* EXCERPTED PASSAGE:
----------------------------------------
Monthly Archives: November 2011

Anti-fish farming activist Alexandra Morton and protestor-for-hire Don Staniford in the Campbell River

Anti-fish farming activist Alexandra Morton and protestor-for-hire Don Staniford were down on the Campbell River Nov. 10 cutting open dead and rotten fish in their quest to waste everyone’s time and money searching for a disease which doesn’t exist.

Grant Warkentin from Mainstream Canada went down to take a look and sent us these photos.

The close-up of the cutting board is particularly interesting. It appears to show a pile of rotten goo and two fish hearts on a kitchen cutting board, the blood all running together. No risk of sample cross-contamination there! How was that cutting board disinfected after each sample? Apparently it was rinsed off in the river.

The Campbell River was one of several rivers these two activists tromped through today. They started their day in Fanny Bay at Rosewall Creek, then travelled up to Puntledge River in Courtenay and ended up in the City of Campbell River, traipsing through both the Campbell River and Quinsim River.

This isn’t even bad science. This is a joke. How can anyone take this seriously? How can anyone believe this is credible, compared to nearly 5,000 tests of quality samples, collected under strict scientific controls, and submitted and tested according to international scientific protocols which consistently show no signs of ISA?

Stop wasting our time and tax dollars on this nonsense and bad science, Alex.

Reference Link:

Infectious Salmon Anemia (ISA) Virus – Accepted Testing Methods
Department of Fisheries and Oceans, November 2011

There are several factors which must be considered in the testing.

First, the nature of the PCR test requires the sample to be fresh or well preserved.  Fish should be collected live, moribund, or as fresh mortalities (within 24 hours).   Because both host (fish) and viral RNA degrades rapidly after death, virus detection can quickly become impossible by PCR or any other accepted test methods. Fish can be frozen to preserve the RNA, but tissue and virus degradation occurs even at -20 degrees Celsius. Storage at -70 degrees Celsius, or in a specialized storage preservative known as an “RNAlater,” is required for long term preservation.
----------------------------------------
* DATASET RECORDS:
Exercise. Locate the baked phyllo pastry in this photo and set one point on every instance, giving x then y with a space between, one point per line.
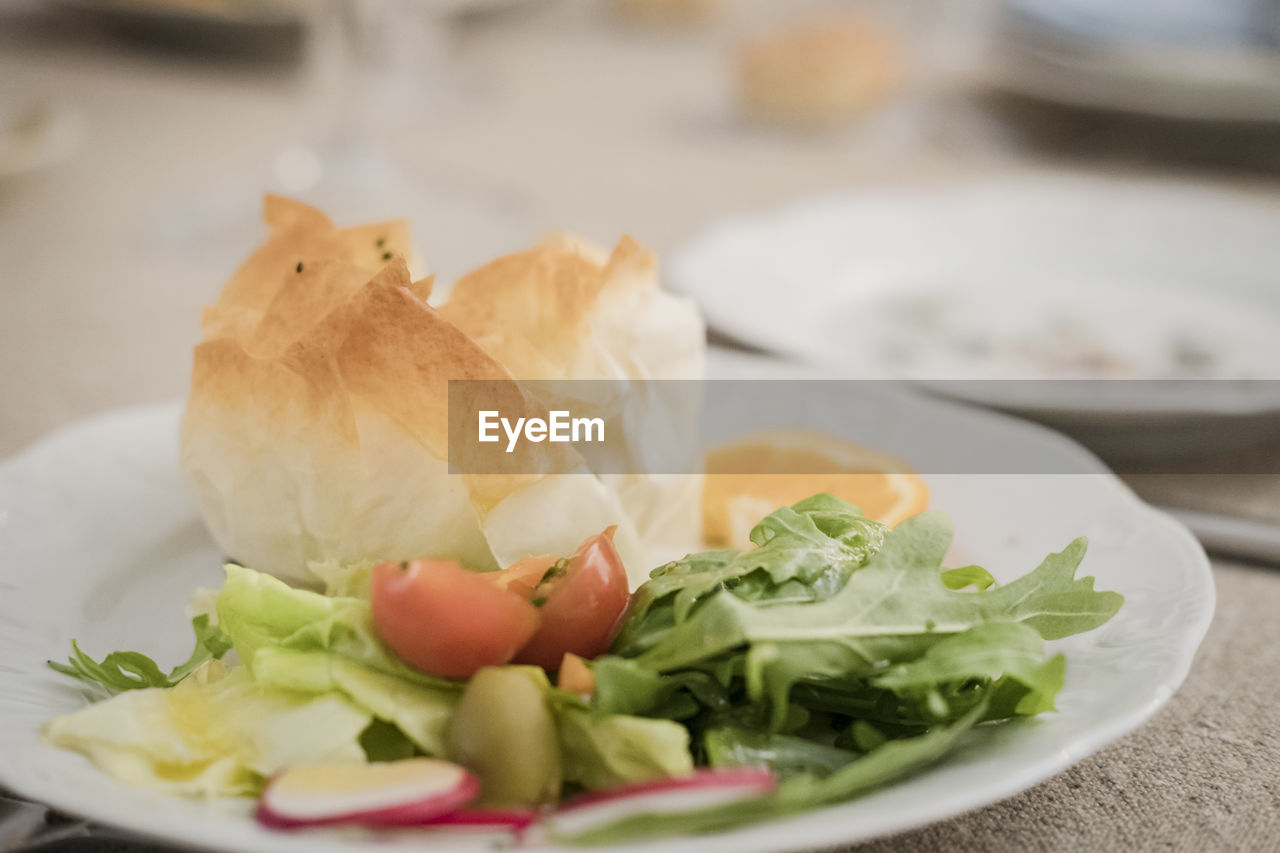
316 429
----------------------------------------
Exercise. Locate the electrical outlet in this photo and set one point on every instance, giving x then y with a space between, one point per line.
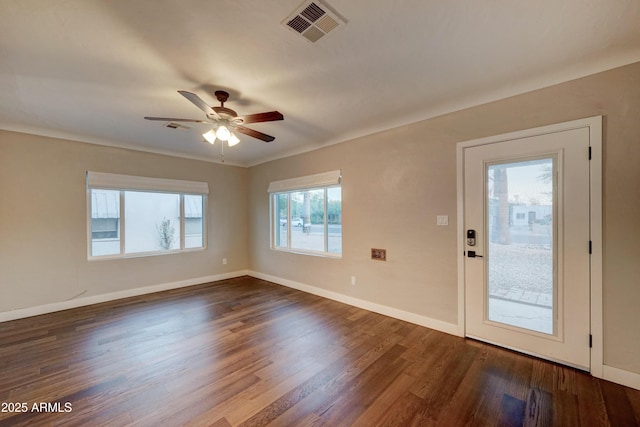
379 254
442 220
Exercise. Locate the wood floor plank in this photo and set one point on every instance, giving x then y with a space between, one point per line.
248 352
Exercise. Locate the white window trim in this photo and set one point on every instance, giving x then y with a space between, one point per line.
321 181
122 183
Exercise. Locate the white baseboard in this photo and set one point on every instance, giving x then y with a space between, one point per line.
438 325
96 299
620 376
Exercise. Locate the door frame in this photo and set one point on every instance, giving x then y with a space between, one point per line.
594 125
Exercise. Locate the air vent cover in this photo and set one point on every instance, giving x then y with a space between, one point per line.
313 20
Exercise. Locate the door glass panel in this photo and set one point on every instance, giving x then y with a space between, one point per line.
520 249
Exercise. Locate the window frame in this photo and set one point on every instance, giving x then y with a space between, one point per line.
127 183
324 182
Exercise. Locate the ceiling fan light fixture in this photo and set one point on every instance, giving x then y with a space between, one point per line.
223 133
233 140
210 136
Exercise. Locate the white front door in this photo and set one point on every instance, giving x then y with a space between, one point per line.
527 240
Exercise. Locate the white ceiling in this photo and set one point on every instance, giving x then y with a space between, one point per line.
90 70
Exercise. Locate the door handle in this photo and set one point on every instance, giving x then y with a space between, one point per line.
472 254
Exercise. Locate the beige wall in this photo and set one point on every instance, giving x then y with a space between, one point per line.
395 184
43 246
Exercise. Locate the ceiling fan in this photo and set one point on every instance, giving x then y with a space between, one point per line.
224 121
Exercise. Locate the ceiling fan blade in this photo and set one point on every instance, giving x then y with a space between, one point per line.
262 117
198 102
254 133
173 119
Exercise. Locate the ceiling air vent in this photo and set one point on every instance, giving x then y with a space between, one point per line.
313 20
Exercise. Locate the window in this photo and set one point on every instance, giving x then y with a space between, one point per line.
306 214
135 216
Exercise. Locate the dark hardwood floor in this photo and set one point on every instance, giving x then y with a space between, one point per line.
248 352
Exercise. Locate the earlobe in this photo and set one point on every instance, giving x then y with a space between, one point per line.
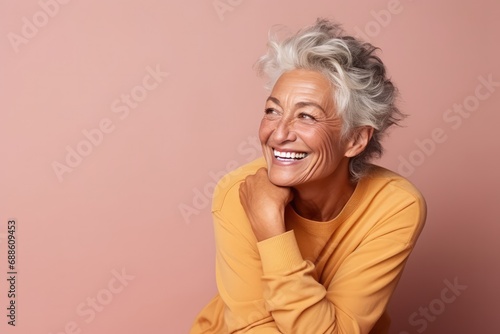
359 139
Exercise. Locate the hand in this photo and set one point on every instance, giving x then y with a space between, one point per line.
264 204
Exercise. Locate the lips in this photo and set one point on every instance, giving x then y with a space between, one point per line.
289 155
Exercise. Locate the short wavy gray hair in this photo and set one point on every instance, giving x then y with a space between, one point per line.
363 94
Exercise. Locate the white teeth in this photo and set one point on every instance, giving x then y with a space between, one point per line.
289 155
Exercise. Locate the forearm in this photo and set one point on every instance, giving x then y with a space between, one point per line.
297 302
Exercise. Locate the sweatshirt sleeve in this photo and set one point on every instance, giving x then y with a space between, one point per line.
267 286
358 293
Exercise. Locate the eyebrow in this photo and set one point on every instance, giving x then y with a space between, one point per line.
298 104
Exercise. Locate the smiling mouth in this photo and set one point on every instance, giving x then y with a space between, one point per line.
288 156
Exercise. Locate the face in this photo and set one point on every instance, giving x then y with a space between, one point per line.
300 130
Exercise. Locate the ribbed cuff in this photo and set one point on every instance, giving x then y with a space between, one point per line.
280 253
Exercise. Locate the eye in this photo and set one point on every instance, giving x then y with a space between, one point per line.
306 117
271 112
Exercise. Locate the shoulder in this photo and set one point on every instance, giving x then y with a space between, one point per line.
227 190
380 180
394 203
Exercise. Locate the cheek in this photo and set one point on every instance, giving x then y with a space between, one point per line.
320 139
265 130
----------------------------------------
* ASSIGNMENT 1:
Name every creek and river that the post on the activists' river sampling says the two activists went through that day.
* ASSIGNMENT 2:
Write the next part of the post on the activists' river sampling, picking up right after its final sentence.

* EXPECTED OUTPUT 1:
Rosewall Creek
Puntledge River
Campbell River
Quinsim River

* EXPECTED OUTPUT 2:
Second, because the virus is not distributed equally in all parts of the fish, the heart and kidney are the best organs to test. Gills can also be tested. However detection in gills indicates viral particles are in the environment. It does not mean infection of the host. Finally, sample size should  be large enough for testing. A sample the size of a grain of rice allows for both PCR & molecular confirmatory tests (sequencing). Significantly larger amounts are needed for cell culture and archiving for future reference and testing.

Because RNA degrades rapidly, an extra test, called the “reference gene assay”, is conducted on the original extract.  The result of this assay indicates the level of degradation by comparing it to a well preserved sample of the same species. As mentioned, if the RNA has substantially degraded, neither a PCR nor any other approved testing method can determine the presence or absence of the virus with any degree of confidence.

Submitted by Heather Olney (not verified) on November 11, 2011 – 09:04.

Sampling dead and rotten fish for what purpase ? Guess Morton doesn’t know DFO samples fish caught in it’s test fishery. I know because I worked on DFO chum test fisheries and sorry real fish techs are a little more savvy about testing methods.They use freshly caught fish and take samples immediately the fish is brought on board still alive. Cutting open decaying fish and using rotten organs for tests is ridiculous. Time the DFO and Canadian Government put a halt to Morton touching wild salmon in any capacity other than purchasing for food. And the samples tested by Kibenge were said by Kibenge to be poor quality. I can see why.